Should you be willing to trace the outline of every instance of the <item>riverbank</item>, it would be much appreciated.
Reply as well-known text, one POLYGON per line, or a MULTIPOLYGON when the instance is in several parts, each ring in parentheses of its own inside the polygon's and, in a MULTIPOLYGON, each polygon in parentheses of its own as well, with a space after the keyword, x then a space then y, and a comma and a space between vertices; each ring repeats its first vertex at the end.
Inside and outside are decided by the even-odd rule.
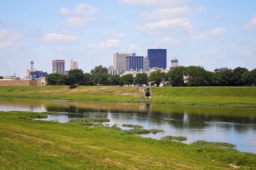
POLYGON ((255 168, 253 154, 31 120, 36 116, 42 113, 0 112, 3 169, 255 168))
POLYGON ((3 86, 1 97, 35 97, 115 102, 256 107, 256 87, 151 87, 154 97, 144 98, 138 87, 3 86))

════════

Exercise goal: Reproduce the items above word for word, leaving out the pictures.

Worked answer:
Should you be willing to trace the outline of every instance of the <item>riverbank</item>, it would be much appreciated.
Reply as well-known text, one POLYGON per line, or a MULTIPOLYGON when the instance is in several parts, each ring in parentheses of its own inside the polygon's and, in a MULTIPOLYGON, each polygon in parentheses of its own as well, with a space after the keyword, x then a space then y, and a comma and a space between vertices; each ring repeats its first vertex at the end.
Inside and outside are decided by the even-odd rule.
POLYGON ((255 168, 253 154, 31 120, 36 116, 42 113, 0 112, 3 169, 255 168))
POLYGON ((3 86, 1 97, 35 97, 115 102, 256 107, 256 87, 151 87, 154 97, 144 98, 138 87, 3 86))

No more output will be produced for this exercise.